*WHAT THE TASK REQUIRES*. Each line from the one containing "rough mask: <svg" through the final line of the records is to be repeated exactly, with no additions.

[Stored entries]

○ ○ ○ ○

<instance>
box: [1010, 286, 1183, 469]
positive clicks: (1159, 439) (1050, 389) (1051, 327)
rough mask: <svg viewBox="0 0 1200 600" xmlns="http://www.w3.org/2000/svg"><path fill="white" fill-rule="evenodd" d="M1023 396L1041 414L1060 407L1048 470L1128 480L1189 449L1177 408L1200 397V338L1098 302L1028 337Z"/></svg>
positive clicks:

○ ○ ○ ○

*ANSWER*.
rough mask: <svg viewBox="0 0 1200 600" xmlns="http://www.w3.org/2000/svg"><path fill="white" fill-rule="evenodd" d="M1023 396L1041 414L1060 407L1048 470L1128 480L1189 449L1177 408L1200 397V338L1098 302L1028 337Z"/></svg>
positive clicks:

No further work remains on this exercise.